Location annotation dataset excerpts:
--- --- ---
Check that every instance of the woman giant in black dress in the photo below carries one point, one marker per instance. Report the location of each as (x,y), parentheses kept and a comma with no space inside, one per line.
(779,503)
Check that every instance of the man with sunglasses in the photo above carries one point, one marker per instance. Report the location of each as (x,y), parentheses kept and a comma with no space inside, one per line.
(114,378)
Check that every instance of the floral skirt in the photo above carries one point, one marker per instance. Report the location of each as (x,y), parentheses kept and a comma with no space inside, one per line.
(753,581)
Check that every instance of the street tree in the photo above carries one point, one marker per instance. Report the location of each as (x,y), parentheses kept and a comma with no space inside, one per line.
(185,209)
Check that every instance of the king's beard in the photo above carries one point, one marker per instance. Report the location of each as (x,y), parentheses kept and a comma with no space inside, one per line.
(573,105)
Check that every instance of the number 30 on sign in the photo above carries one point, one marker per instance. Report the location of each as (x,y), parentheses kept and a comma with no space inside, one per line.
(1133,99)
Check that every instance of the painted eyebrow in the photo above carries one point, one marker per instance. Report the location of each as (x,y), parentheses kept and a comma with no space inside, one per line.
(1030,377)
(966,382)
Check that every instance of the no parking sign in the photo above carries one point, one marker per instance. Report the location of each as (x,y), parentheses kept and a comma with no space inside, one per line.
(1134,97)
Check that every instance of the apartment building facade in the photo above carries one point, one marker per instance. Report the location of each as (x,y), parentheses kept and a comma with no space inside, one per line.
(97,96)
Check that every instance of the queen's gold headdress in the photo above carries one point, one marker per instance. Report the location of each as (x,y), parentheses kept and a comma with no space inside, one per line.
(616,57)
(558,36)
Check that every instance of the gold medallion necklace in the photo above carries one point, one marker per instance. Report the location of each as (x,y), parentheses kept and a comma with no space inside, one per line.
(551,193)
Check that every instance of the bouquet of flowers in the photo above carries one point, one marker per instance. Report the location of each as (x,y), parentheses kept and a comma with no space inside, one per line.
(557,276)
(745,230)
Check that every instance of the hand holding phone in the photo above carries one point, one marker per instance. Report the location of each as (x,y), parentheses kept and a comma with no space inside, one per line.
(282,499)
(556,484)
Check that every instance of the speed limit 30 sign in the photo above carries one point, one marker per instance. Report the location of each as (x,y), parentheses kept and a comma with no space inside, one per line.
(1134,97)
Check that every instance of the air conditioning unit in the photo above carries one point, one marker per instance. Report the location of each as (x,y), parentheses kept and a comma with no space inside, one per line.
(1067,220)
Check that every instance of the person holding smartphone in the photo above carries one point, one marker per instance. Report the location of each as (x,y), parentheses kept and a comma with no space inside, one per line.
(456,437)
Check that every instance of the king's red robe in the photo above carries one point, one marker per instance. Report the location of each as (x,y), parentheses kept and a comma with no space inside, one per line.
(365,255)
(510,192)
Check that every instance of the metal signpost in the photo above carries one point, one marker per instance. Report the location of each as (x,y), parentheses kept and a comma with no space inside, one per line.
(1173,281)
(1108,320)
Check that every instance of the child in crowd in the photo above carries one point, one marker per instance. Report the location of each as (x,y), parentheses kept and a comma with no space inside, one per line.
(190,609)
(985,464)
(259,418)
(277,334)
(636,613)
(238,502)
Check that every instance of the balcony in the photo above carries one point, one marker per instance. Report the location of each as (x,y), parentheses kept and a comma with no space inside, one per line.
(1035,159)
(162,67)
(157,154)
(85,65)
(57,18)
--- --- ---
_TASK PROMPT_:
Set down, word for word, the part of the listing that opens with the line containing "Check that every instance of the balcony" and runs through the end of the listing, both ends included.

_COMPLETE RESPONSE_:
Check that every instance of the balcony in the photo above carries one point, one marker per instance. Report the location of each as (x,y), parentheses kept and a comma with no space inside, one per line.
(1035,159)
(162,67)
(157,154)
(85,65)
(57,18)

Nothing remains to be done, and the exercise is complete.